== STATED GOAL ==
Quote word for word the stretch of the rows below that opens with the line containing "Reviewer note. Check that each instance of the thin" and closes with the line containing "[(127, 257)]". Include both of those lines and nothing else.

== SOURCE MATERIAL ==
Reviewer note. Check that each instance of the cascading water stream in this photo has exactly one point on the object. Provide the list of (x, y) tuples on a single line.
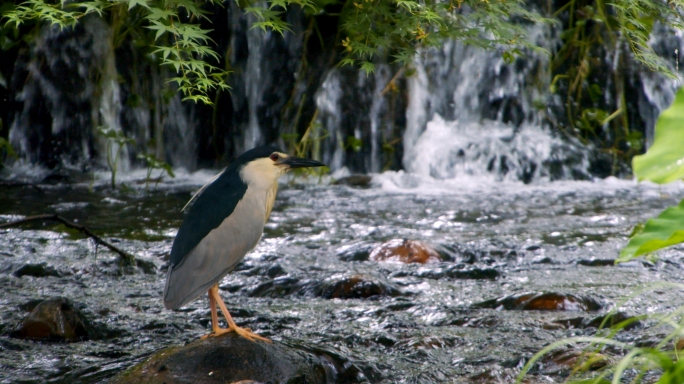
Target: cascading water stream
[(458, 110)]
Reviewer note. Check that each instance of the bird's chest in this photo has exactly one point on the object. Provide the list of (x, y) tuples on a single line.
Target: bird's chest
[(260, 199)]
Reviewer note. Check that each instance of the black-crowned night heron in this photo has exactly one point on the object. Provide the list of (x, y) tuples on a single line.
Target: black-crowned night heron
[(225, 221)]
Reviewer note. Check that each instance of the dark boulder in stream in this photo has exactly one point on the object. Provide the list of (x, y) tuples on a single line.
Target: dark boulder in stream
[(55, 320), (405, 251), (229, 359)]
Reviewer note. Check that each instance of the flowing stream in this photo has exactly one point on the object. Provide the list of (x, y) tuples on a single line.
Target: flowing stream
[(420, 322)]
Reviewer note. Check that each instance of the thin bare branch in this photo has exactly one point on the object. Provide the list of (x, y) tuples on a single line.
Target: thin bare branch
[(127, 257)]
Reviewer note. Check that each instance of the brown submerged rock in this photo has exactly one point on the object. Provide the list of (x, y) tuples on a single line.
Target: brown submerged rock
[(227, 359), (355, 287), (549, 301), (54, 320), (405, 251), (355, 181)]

== TASK RESULT ==
Reviewer note. Check that each instance of the thin bare branch in this photo has exactly one point on the object. Provide the list of (x, y) tuples on a single line.
Target: thin bare branch
[(127, 257)]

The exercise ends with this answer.